Can you return every line of the records below unchanged, but without the pictures?

==========

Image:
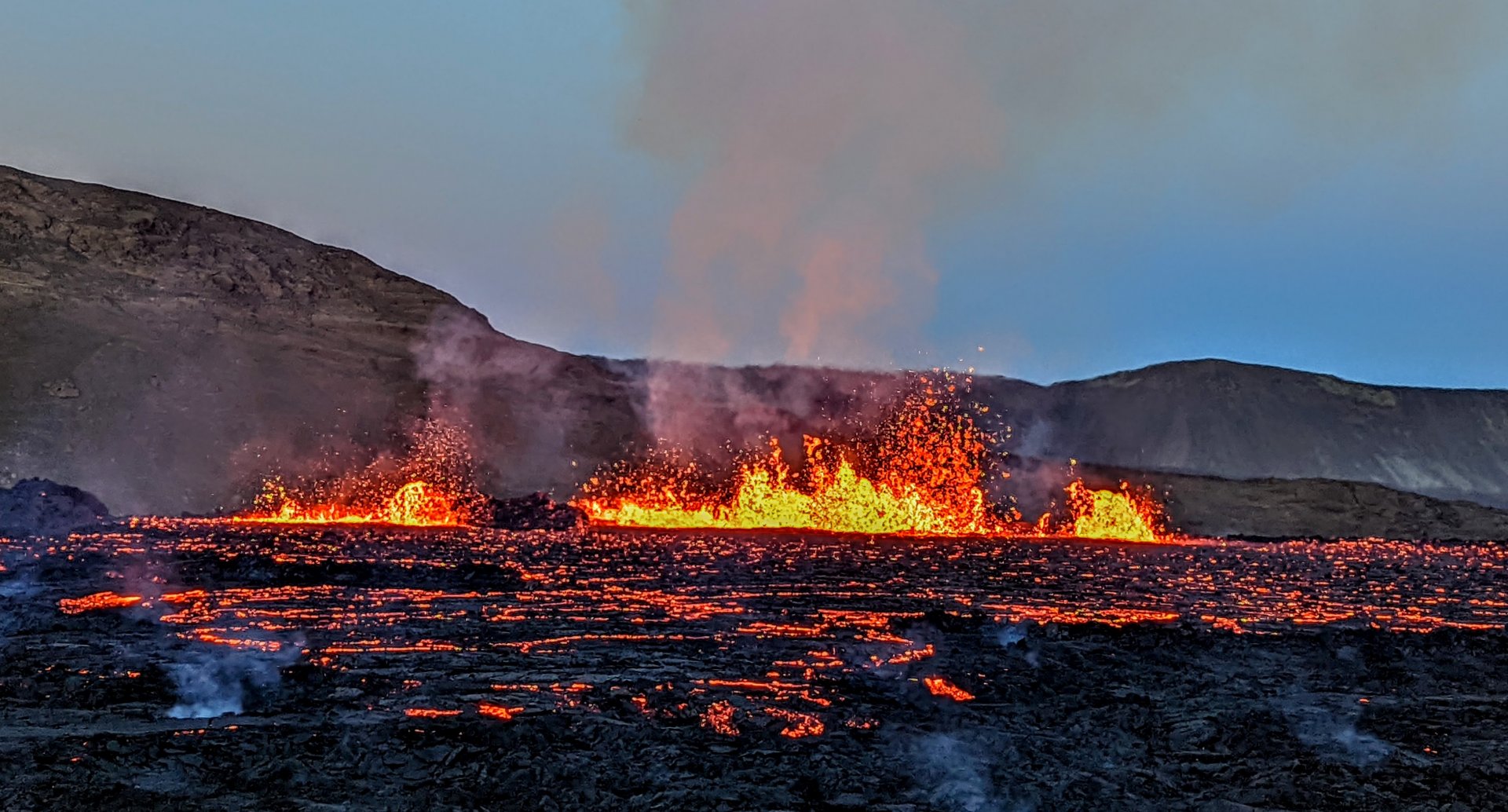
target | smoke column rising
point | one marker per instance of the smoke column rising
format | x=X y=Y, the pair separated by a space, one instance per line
x=821 y=137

==========

### TASK OUTPUT
Image:
target | smoke column rising
point | one marker per instance of the smoke column rising
format | x=X y=Y, the pair separated by a space, one instance per line
x=821 y=137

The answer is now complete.